ASSIGNMENT>
Could you filter the data below down to the lines that hold the word "dark"?

╭─ EXCERPTED RECORDS

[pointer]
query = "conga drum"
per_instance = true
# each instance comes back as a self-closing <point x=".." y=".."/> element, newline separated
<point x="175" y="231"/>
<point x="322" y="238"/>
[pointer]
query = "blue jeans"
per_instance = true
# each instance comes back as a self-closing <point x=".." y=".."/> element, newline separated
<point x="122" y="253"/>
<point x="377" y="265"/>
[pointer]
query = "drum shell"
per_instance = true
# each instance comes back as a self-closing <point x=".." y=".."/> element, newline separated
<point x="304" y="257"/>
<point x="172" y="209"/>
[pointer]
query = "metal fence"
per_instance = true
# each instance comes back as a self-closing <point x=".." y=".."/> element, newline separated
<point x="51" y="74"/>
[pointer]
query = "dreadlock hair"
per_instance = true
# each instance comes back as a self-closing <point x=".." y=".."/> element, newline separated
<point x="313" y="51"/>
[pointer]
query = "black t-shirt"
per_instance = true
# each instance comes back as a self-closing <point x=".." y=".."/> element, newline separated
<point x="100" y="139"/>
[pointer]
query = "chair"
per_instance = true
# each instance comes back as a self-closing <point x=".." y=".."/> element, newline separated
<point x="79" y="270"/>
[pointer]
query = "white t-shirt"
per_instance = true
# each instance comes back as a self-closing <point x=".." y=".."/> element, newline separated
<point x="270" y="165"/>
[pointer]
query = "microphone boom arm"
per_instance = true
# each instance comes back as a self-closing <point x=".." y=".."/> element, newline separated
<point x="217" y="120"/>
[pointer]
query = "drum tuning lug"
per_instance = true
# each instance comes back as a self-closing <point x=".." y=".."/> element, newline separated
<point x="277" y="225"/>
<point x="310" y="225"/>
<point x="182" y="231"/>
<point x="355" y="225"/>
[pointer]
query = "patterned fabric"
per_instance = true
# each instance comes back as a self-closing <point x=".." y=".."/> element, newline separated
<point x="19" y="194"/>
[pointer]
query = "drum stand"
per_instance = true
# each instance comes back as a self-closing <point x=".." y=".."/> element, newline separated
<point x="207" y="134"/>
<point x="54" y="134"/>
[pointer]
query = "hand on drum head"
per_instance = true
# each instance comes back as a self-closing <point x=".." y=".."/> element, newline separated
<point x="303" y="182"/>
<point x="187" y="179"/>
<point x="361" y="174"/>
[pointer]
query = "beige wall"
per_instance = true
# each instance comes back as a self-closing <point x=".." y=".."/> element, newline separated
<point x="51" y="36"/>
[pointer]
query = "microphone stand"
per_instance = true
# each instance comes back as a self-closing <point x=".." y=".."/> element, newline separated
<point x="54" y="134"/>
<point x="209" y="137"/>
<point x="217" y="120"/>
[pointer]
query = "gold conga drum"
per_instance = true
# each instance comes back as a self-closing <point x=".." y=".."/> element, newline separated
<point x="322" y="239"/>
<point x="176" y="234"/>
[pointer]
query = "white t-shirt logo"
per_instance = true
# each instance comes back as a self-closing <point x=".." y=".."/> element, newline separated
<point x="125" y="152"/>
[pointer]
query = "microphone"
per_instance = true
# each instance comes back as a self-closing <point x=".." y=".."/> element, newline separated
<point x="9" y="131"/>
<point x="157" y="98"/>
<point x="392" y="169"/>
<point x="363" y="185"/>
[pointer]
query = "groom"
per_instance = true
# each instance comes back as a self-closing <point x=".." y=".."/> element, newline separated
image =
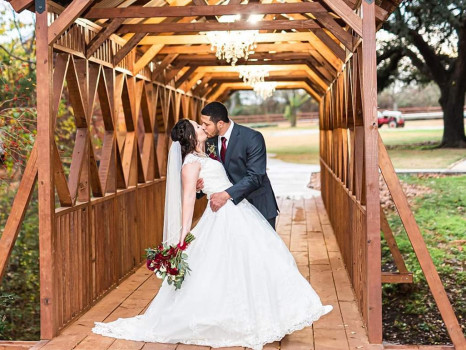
<point x="243" y="154"/>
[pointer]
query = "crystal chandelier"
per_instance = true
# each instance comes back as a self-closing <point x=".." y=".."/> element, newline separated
<point x="253" y="75"/>
<point x="265" y="89"/>
<point x="233" y="44"/>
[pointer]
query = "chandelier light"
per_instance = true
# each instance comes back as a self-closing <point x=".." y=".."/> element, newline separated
<point x="233" y="44"/>
<point x="253" y="75"/>
<point x="265" y="89"/>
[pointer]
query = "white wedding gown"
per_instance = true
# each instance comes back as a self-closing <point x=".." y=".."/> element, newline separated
<point x="244" y="289"/>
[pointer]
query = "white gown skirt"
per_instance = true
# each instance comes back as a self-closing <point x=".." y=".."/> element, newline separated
<point x="244" y="289"/>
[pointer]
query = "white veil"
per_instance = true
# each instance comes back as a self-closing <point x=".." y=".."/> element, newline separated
<point x="172" y="217"/>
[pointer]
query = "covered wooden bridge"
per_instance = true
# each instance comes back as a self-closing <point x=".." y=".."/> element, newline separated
<point x="136" y="67"/>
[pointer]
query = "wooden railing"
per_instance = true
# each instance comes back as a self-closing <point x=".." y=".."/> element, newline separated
<point x="351" y="154"/>
<point x="110" y="206"/>
<point x="272" y="118"/>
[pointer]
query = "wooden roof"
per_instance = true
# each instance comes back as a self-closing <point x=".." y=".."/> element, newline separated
<point x="303" y="44"/>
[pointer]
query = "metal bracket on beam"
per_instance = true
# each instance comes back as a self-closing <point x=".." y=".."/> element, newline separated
<point x="39" y="6"/>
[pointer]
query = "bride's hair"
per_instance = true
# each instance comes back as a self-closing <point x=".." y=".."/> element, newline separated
<point x="184" y="133"/>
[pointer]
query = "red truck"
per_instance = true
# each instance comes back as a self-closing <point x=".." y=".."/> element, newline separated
<point x="394" y="119"/>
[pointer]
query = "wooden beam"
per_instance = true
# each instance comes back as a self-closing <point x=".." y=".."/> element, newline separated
<point x="164" y="64"/>
<point x="67" y="18"/>
<point x="103" y="35"/>
<point x="146" y="58"/>
<point x="216" y="26"/>
<point x="420" y="248"/>
<point x="20" y="5"/>
<point x="131" y="44"/>
<point x="202" y="39"/>
<point x="207" y="49"/>
<point x="373" y="290"/>
<point x="45" y="134"/>
<point x="347" y="14"/>
<point x="185" y="76"/>
<point x="202" y="11"/>
<point x="18" y="210"/>
<point x="333" y="27"/>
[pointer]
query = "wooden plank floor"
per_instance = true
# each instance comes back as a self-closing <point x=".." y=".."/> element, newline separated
<point x="303" y="225"/>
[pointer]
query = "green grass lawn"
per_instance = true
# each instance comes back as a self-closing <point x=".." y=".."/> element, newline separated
<point x="410" y="312"/>
<point x="408" y="148"/>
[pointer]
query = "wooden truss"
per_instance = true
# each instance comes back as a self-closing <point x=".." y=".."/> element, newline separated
<point x="147" y="64"/>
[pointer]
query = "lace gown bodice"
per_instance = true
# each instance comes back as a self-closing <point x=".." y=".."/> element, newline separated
<point x="212" y="172"/>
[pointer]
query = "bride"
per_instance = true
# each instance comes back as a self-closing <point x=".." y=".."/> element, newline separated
<point x="244" y="288"/>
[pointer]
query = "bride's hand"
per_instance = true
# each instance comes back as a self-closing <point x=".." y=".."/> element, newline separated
<point x="182" y="238"/>
<point x="199" y="185"/>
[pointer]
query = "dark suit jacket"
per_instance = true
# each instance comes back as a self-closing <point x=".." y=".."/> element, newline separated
<point x="245" y="165"/>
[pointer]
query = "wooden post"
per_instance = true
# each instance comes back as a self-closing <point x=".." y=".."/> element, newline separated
<point x="369" y="94"/>
<point x="45" y="177"/>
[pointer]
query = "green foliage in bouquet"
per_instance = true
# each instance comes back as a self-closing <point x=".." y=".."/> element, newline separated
<point x="170" y="262"/>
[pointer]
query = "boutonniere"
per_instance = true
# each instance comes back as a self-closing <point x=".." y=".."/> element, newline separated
<point x="211" y="152"/>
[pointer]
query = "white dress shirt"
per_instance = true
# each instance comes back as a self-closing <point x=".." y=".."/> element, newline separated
<point x="227" y="135"/>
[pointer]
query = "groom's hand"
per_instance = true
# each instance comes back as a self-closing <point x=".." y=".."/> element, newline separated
<point x="199" y="184"/>
<point x="218" y="200"/>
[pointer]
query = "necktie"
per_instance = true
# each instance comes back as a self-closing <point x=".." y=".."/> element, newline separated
<point x="223" y="151"/>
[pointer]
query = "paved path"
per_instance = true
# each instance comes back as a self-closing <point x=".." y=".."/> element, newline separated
<point x="290" y="180"/>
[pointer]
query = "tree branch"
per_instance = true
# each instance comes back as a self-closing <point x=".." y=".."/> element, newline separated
<point x="432" y="60"/>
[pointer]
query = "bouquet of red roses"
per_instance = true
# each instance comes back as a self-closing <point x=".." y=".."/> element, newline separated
<point x="170" y="261"/>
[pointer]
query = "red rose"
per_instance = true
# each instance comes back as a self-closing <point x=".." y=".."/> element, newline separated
<point x="149" y="266"/>
<point x="213" y="156"/>
<point x="172" y="271"/>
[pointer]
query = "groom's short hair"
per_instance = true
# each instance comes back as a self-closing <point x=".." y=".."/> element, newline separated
<point x="216" y="111"/>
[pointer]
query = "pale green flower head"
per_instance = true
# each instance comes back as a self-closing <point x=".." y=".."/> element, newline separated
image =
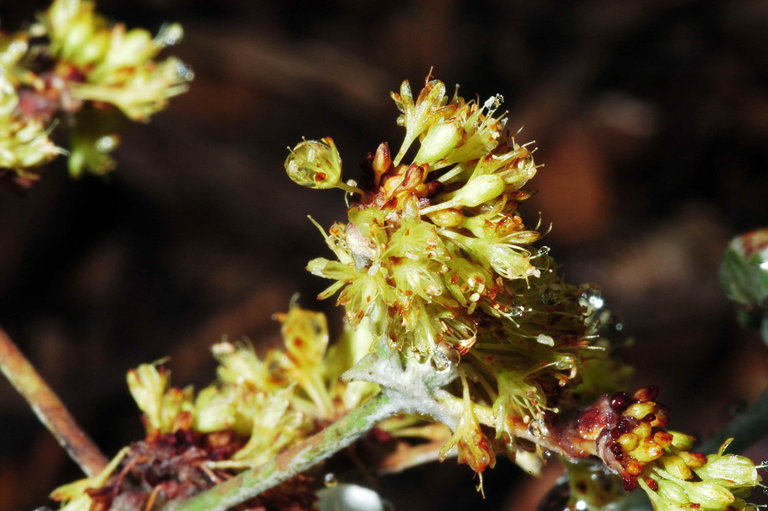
<point x="165" y="408"/>
<point x="314" y="164"/>
<point x="730" y="470"/>
<point x="118" y="64"/>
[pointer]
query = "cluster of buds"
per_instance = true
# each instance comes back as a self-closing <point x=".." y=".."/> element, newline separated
<point x="74" y="64"/>
<point x="680" y="479"/>
<point x="629" y="435"/>
<point x="255" y="409"/>
<point x="435" y="257"/>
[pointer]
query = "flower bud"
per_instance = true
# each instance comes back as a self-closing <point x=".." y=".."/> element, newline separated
<point x="314" y="164"/>
<point x="447" y="217"/>
<point x="710" y="496"/>
<point x="672" y="491"/>
<point x="479" y="190"/>
<point x="676" y="466"/>
<point x="731" y="470"/>
<point x="682" y="441"/>
<point x="441" y="139"/>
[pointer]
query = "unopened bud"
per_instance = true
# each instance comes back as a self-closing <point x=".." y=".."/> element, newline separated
<point x="709" y="495"/>
<point x="479" y="190"/>
<point x="314" y="164"/>
<point x="733" y="470"/>
<point x="441" y="139"/>
<point x="672" y="491"/>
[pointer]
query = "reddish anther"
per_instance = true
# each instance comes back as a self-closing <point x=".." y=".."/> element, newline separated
<point x="620" y="401"/>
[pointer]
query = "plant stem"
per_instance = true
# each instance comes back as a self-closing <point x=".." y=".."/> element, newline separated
<point x="299" y="458"/>
<point x="49" y="408"/>
<point x="746" y="428"/>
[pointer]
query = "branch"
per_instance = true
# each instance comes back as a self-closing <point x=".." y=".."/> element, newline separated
<point x="299" y="458"/>
<point x="746" y="428"/>
<point x="49" y="408"/>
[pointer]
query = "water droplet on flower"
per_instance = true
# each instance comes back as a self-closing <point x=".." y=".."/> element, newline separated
<point x="444" y="357"/>
<point x="185" y="72"/>
<point x="106" y="143"/>
<point x="330" y="480"/>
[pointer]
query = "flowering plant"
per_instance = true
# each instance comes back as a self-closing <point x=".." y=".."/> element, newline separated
<point x="461" y="337"/>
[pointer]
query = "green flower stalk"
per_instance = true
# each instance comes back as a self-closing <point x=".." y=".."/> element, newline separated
<point x="75" y="65"/>
<point x="454" y="320"/>
<point x="435" y="258"/>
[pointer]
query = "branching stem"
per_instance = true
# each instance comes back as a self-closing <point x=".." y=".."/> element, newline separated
<point x="295" y="460"/>
<point x="49" y="408"/>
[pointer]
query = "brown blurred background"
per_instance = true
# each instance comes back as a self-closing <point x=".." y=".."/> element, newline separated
<point x="652" y="123"/>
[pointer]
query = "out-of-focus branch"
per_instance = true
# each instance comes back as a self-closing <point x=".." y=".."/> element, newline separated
<point x="49" y="408"/>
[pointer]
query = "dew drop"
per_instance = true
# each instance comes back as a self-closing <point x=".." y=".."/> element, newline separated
<point x="330" y="480"/>
<point x="106" y="143"/>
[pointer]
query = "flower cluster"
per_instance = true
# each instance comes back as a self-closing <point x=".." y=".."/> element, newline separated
<point x="435" y="257"/>
<point x="680" y="479"/>
<point x="74" y="63"/>
<point x="628" y="433"/>
<point x="256" y="408"/>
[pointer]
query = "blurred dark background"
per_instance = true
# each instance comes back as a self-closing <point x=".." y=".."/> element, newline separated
<point x="652" y="124"/>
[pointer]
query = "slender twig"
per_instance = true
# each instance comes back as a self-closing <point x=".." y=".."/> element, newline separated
<point x="49" y="408"/>
<point x="746" y="428"/>
<point x="297" y="459"/>
<point x="408" y="457"/>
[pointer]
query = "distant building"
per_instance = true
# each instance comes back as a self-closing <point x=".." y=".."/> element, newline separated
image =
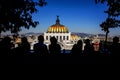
<point x="64" y="37"/>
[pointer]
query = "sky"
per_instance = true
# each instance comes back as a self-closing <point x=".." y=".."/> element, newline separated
<point x="82" y="16"/>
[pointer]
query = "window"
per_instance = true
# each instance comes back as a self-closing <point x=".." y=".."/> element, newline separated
<point x="67" y="37"/>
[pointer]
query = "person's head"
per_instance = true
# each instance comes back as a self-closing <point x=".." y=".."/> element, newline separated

╰─

RESPONSE AREA>
query = "dark suit jacket"
query = "blurred dark background"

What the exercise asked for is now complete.